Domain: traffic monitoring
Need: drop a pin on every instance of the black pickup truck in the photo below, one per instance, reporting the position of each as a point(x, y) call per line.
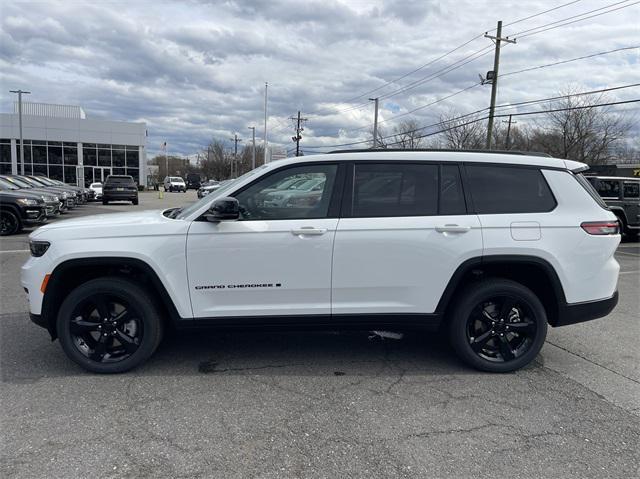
point(622, 196)
point(18, 210)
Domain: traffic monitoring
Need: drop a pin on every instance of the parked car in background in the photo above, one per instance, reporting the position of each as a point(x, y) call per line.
point(174, 183)
point(208, 187)
point(67, 197)
point(51, 201)
point(18, 209)
point(622, 196)
point(119, 188)
point(82, 192)
point(193, 181)
point(97, 190)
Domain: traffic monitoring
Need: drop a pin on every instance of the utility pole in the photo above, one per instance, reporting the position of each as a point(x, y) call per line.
point(299, 129)
point(494, 77)
point(253, 152)
point(506, 141)
point(266, 87)
point(235, 140)
point(375, 123)
point(20, 93)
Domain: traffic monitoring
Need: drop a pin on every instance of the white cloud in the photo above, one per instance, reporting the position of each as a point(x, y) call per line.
point(196, 70)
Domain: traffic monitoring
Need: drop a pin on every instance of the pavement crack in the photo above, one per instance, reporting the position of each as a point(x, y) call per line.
point(593, 362)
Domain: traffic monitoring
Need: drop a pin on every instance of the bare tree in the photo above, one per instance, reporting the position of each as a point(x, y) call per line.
point(407, 135)
point(575, 128)
point(466, 133)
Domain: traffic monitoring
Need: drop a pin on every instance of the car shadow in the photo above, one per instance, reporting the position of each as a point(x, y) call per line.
point(28, 355)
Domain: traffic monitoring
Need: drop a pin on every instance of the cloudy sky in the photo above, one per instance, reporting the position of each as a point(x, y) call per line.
point(194, 70)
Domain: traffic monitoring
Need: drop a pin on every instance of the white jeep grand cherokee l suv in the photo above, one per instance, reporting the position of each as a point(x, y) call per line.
point(490, 247)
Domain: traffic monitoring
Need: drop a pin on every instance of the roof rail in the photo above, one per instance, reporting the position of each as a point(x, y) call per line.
point(445, 150)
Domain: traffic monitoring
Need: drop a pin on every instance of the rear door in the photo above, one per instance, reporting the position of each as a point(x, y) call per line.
point(403, 233)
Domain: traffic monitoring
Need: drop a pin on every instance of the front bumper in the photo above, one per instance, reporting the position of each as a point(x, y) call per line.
point(572, 313)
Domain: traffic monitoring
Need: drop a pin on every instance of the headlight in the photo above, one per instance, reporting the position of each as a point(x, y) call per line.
point(27, 202)
point(38, 248)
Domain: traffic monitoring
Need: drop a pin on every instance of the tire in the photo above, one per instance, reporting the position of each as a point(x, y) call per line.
point(488, 342)
point(91, 341)
point(10, 223)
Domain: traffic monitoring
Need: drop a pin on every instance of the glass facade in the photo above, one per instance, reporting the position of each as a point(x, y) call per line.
point(5, 156)
point(59, 160)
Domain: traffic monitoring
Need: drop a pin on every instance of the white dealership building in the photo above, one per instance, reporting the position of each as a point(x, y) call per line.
point(62, 143)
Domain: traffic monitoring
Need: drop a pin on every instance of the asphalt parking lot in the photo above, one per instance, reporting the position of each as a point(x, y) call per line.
point(320, 404)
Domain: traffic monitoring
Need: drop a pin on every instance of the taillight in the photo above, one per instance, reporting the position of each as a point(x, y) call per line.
point(601, 227)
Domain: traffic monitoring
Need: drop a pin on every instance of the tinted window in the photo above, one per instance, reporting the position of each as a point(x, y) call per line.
point(276, 197)
point(503, 189)
point(631, 189)
point(451, 194)
point(607, 188)
point(395, 190)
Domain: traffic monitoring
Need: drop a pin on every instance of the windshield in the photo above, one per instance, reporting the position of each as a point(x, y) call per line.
point(7, 185)
point(219, 193)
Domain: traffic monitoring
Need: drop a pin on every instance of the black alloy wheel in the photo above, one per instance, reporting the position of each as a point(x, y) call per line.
point(109, 325)
point(106, 328)
point(500, 329)
point(9, 223)
point(498, 325)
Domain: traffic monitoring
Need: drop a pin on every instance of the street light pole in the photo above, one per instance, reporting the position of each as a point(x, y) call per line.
point(20, 92)
point(253, 153)
point(375, 123)
point(266, 86)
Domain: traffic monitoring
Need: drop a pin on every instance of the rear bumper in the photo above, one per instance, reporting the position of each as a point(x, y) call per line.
point(573, 313)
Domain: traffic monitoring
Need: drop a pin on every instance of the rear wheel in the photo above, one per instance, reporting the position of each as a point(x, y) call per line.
point(9, 223)
point(109, 325)
point(498, 326)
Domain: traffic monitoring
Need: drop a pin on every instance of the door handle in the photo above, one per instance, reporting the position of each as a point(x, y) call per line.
point(452, 229)
point(308, 231)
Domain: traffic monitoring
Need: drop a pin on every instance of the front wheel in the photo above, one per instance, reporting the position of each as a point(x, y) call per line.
point(498, 326)
point(109, 325)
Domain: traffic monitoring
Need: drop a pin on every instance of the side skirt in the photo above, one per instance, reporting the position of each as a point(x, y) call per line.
point(425, 322)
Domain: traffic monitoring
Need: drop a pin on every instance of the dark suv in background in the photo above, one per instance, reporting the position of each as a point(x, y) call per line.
point(119, 188)
point(622, 196)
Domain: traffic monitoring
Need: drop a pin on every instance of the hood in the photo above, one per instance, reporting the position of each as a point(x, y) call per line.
point(135, 223)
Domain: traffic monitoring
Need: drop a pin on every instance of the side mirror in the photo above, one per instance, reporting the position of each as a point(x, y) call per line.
point(223, 209)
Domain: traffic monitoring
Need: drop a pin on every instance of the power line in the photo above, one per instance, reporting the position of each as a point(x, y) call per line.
point(570, 60)
point(504, 106)
point(558, 23)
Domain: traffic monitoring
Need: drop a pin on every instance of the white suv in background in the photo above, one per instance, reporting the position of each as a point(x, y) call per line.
point(174, 183)
point(490, 247)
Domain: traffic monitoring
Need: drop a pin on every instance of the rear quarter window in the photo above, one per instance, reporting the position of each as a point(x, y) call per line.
point(508, 189)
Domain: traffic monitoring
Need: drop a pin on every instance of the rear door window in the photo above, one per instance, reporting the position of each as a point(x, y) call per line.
point(631, 189)
point(498, 189)
point(395, 189)
point(607, 188)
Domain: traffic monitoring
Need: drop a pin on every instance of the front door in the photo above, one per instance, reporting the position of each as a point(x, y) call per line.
point(275, 260)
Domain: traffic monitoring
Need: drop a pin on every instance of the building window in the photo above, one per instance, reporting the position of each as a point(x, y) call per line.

○ ○ ○ ○ ○

▶ **Work required**: Would you reproduce the lines above exactly, without carrying over the pictures?

▶ **Answer for the task**:
Domain: traffic monitoring
Need: drop a pin on every instance of the black pickup truck in the photo below, one per instance, reporting the position of each as a point(x, y) call per line.
point(622, 196)
point(18, 210)
Domain: traffic monitoring
Need: drop a pin on every instance of the parked car in background in the photo above, one per instance, reporting the position of each as a point(x, y) call per line.
point(174, 183)
point(208, 187)
point(67, 197)
point(51, 201)
point(18, 209)
point(622, 196)
point(119, 188)
point(82, 192)
point(193, 181)
point(97, 190)
Domain: traffic monitoring
Need: drop a pin on every instance of the utility pole in the photo above, one per instance, reporting the position of each as a point(x, y) call per line.
point(299, 129)
point(494, 77)
point(253, 152)
point(506, 141)
point(266, 87)
point(235, 140)
point(375, 123)
point(20, 93)
Domain: traffic monitoring
Need: drop a pin on every instance of the white cloud in the photo above, one per instance, reporting the position of each as a point(x, y) call per line.
point(196, 70)
Domain: traffic monitoring
Need: drop a pin on every instance of the pavement crack in the photo above, one per instance, reporting the position of each as a point(x, y) call per line.
point(593, 362)
Domain: traffic monitoring
Need: drop a pin on every instance of the bare tree in the photo above, one per instance, reporting the position of each as a point(x, y) call per line.
point(407, 135)
point(575, 128)
point(466, 133)
Domain: traffic monitoring
Need: drop a pin on every instance of the car shadow in the photo above, one per instance, reporting the position of each as a point(x, y) call per line.
point(28, 355)
Domain: traffic monitoring
Need: drop a pin on every instance of the cloudy sky in the photo above, one per instance, reporting the position of each as a point(x, y) call per line.
point(194, 70)
Domain: traffic monitoring
Need: drop a pin on every instance of the white jeep grand cherokee l suv in the photo above, one per instance, reporting the position of each as a point(x, y) call per line.
point(490, 247)
Domain: traffic monitoring
Need: drop a pin on every instance of the roof rail in the photo above, one per instance, reporting the position of each as a point(x, y) call per line.
point(445, 150)
Domain: traffic monitoring
Need: drop a pin on every instance of the rear door in the photo above, one per instance, reporting the position of each as a point(x, y) call per line.
point(403, 233)
Domain: traffic monitoring
Need: drop a pin on every instance of the front bumper in the photo above, one per instance, reporting the position of each as a point(x, y) call per line.
point(572, 313)
Domain: traffic monitoring
Need: drop a pin on every instance of the headlight in the photo above, one per instance, reporting the position of each as a point(x, y) call per line.
point(27, 202)
point(38, 248)
Domain: traffic monitoring
Need: drop a pin on every instance of the tire in the photo above, one per instance, reporting the position of each as a point(x, y) call per line.
point(488, 342)
point(91, 341)
point(10, 223)
Domain: traffic monitoring
Need: drop a pin on every instance of the glass facade in the photo above, one per instance, reporting the position of each as a point(x, y) call per line.
point(5, 156)
point(59, 160)
Domain: traffic monitoring
Need: drop a pin on every instance of the white dealership building in the photo above, one per instance, reporting the position of each as a point(x, y) call per line.
point(62, 143)
Domain: traffic monitoring
Need: drop a pin on every instance of the asphalt parking lot in the photo above, one per instance, reporting the position of each as a point(x, y) call per line.
point(320, 404)
Domain: traffic monitoring
Need: drop a pin on every instance of the taillight in the photo above, one per instance, reporting the position of each as a point(x, y) call per line.
point(601, 227)
Domain: traffic monitoring
Need: drop a pin on every instance of the tinted window in the photo above, one per instance, reporting the position of each as a point(x, y) call per line.
point(276, 197)
point(503, 189)
point(631, 189)
point(451, 194)
point(607, 188)
point(395, 190)
Domain: traffic monitoring
Need: drop a pin on every instance of the windshield in the photo above, one per instance, reporting the position of each as a point(x, y) call per line.
point(7, 185)
point(219, 193)
Domain: traffic monitoring
Need: drop a pin on every instance of the black alloy wheel in the photo above, one per instance, reporting the position of each as a point(x, y) call per line.
point(109, 325)
point(106, 328)
point(500, 329)
point(9, 223)
point(498, 325)
Domain: traffic monitoring
Need: drop a pin on every instance of the street light pole in the photo above, one per instance, reporting the position of each as a point(x, y) call per line.
point(20, 92)
point(253, 153)
point(375, 123)
point(266, 86)
Domain: traffic monitoring
Need: drop a pin on every instance of the rear bumper in the photo above, one per instance, reporting the position of each as a point(x, y) call per line.
point(573, 313)
Domain: traffic monitoring
Need: drop a pin on every instance of the rear wheel in the photo above, one per instance, reporting the position of each as a point(x, y) call per line.
point(9, 223)
point(109, 325)
point(498, 326)
Domain: traffic monitoring
Need: drop a pin on every instance of the door handle in the photo above, one per instance, reporting the position of each as a point(x, y) call per line.
point(452, 229)
point(308, 231)
Domain: traffic monitoring
Need: drop a pin on every instance of the front wheel in the photo above, one per instance, reporting the position of each as a point(x, y) call per line.
point(498, 326)
point(109, 325)
Domain: traffic monitoring
Need: drop a pin on every instance of the side skirt in the photo above, one per instance, reporting the position of each as a point(x, y) call per line.
point(425, 322)
Domain: traffic monitoring
Need: drop a pin on every instance of the dark suv in background in the photo above, one per instance, reporting the position of each as a point(x, y) call per line.
point(119, 188)
point(622, 196)
Domain: traffic monitoring
Need: drop a pin on every instance of the hood in the photo above, one per instance, reporting the position of each as a point(x, y) call per line.
point(135, 223)
Domain: traffic monitoring
Need: drop a pin on every instance of the side mirror in the photo above, one per instance, reporting the position of each as a point(x, y) call per line.
point(223, 209)
Domain: traffic monitoring
Need: drop a pin on every instance of the power line in the photo above, one per instance, reporting the position of each as a point(x, y) call per line.
point(570, 60)
point(504, 106)
point(558, 23)
Domain: traffic monitoring
Need: drop a pin on every instance of the white suv in background in the photo above, one per instance, reporting the position of each as a point(x, y) call per line.
point(174, 183)
point(490, 247)
Domain: traffic monitoring
Need: drop a pin on every instance of the rear quarter window in the photo above, one per instance, reporting the position of each as a point(x, y) call per line.
point(508, 189)
Domain: traffic monitoring
Need: drop a pin on every instance of the rear door window in the photo above, one per instance, reporting the position of each as a point(x, y) call per line.
point(631, 189)
point(498, 189)
point(395, 189)
point(607, 188)
Domain: traffic monitoring
Need: drop a pin on every instance of the front door in the photo above, one per instance, reporting the position of each as a point(x, y) call per line.
point(275, 260)
Domain: traffic monitoring
Need: drop a pin on every instance of the building window in the photo above, one per instance, reporting the position of each as a point(x, y) call per line.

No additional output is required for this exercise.